§ PASSAGE:
#####
The Pennsylvania Academy of Pediatrics held its biannual Medical Home Initiative Conference April 11 with a focus on adolescent mental health, particularly suicide screening and prevention. The main messages: (1) Universal screening in primary care will help kids who do not clearly present with suicidal ideation. (2) The right resources can help primary care practices properly screen and treat mental and behavioral health problems.
Keep reading for helpful tips and the latest information on resources, including a statewide youth suicide prevention initiative looking for practices to institute a new screening tool (includes free education and technical assistance).
Pediatric Approach to Mental Health Care
Marry Dobbins, MD
- The importance of experience on development is intuitive, but now there's evidence that stress impacts biological development.
- The Adverse Childhood Experiences Study (ACES) shows neglect and abuse limit "executive" thinking.
- Limited access to consults? Few kids actually need a child psychiatrist. Don't be afraid to try something. Connect with the school district if nothing else.
- A bigger barrier than access is navigating between resources. Families and providers don't know about resources, or they don't know how to access them.
The Pennsylvania Model for Youth Suicide Prevention in Primary Care
Guy Diamond, PhD (diamondg@email.chop.edu)
- Suicide prevention is a continuum. Screening for depression and ideation are part of prevention.
- Screening makes more sense in primary care than schools.
- You're already dealing with mental health; screening won't make it worse.
- Reach out to other mental health providers besides physicians.
- 27 counties have suicide prevention task forces. Click here for county-specific info.
- Participate in the initiative to receive on-site training, use of a computer-based screening tool that auto-calculates, access to developing resources. Looking for family practices in these counties:
- NORTHEAST: Lackawanna, Luzerne, Schuylkill
- SOUTHWEST: Allegheny, Westmoreland
- SOUTHEAST: Berks, Bucks, Chester, Delaware, Montgomery, Philadelphia
- Click here for a resource toolkit including a template for developing partnerships with mental health providers.
Suicide Risk Assessment: After a Positive Screen
Matthew Wintersteen, PhD
- Young people die more often from issues physicians don't learn about in med school.
- 14.7% of Pa. high school students seriously think about suicide.
- Suicidal kids don't clearly present.
- If you screen only when indicated, get good at calling in a crisis.
- If you can't say "suicide," neither will patients. Don't be afraid to use that word.
- Don't take notes while talking to patients about living and dying.
- Acting aor looking hurried appears to be disinterest.
- The stories that drive ideation may be horrible, but you must model hopefulness.
- National Institutes of Health (NIH) study: Kids who will kill themselves usually do it within a month. Have a safety plan.
- A safety plan gives kids something to do when they are suicidal. It tells them how to stay alive. Click here for a sample.
- Self-injurious behavior and suicidal behavior are different, although sometimes overlapping.
Panel Discussions with Pediatric Practices and Behavioral Health Providers
- Screening can slow you down, but it catches suicidal kids who you would never otherwise suspect.
- In these practices, teens take a screen alone in a separate room. No parents should be present.
- Do a meet-and-greet with local mental providers so you know to whom you are referring.
- (One practice referred patients for 20 years to a provider four blocks away but knew nobody who worked there.)
- Multiple contacts between physical health and mental health providers is one of things that is broken in the current system. Best practice: Have a single liaison on both sides who regularly follow-up with each other to make sure the patient is getting the help needed.
#####
§ RECORDED INFORMATION:
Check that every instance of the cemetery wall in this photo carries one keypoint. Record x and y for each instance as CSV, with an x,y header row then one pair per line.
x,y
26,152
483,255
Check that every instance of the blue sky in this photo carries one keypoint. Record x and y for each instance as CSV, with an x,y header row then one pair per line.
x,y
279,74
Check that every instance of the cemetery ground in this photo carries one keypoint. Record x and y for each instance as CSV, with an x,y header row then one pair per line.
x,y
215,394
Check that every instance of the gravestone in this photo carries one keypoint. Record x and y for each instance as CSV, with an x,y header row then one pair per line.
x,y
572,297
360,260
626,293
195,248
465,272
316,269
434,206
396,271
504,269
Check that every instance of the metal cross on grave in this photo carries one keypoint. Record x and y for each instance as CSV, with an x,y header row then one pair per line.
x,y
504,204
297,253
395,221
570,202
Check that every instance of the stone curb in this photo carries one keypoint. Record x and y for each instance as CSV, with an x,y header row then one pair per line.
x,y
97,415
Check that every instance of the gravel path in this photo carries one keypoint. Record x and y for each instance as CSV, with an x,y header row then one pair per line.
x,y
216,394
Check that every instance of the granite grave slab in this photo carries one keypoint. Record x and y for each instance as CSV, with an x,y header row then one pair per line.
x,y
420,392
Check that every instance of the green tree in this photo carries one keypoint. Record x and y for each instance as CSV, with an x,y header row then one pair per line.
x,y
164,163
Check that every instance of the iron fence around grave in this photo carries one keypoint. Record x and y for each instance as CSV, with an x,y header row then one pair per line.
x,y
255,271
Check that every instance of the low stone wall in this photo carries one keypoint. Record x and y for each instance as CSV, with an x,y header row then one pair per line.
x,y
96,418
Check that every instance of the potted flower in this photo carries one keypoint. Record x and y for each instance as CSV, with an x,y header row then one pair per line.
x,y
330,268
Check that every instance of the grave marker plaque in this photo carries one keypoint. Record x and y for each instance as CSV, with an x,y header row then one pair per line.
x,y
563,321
#####
§ ACTION ITEM: Copy the conference summary word for word, starting at "- Acting aor" and ending at "although sometimes overlapping.".

§ EXPECTED OUTPUT:
- Acting aor looking hurried appears to be disinterest.
- The stories that drive ideation may be horrible, but you must model hopefulness.
- National Institutes of Health (NIH) study: Kids who will kill themselves usually do it within a month. Have a safety plan.
- A safety plan gives kids something to do when they are suicidal. It tells them how to stay alive. Click here for a sample.
- Self-injurious behavior and suicidal behavior are different, although sometimes overlapping.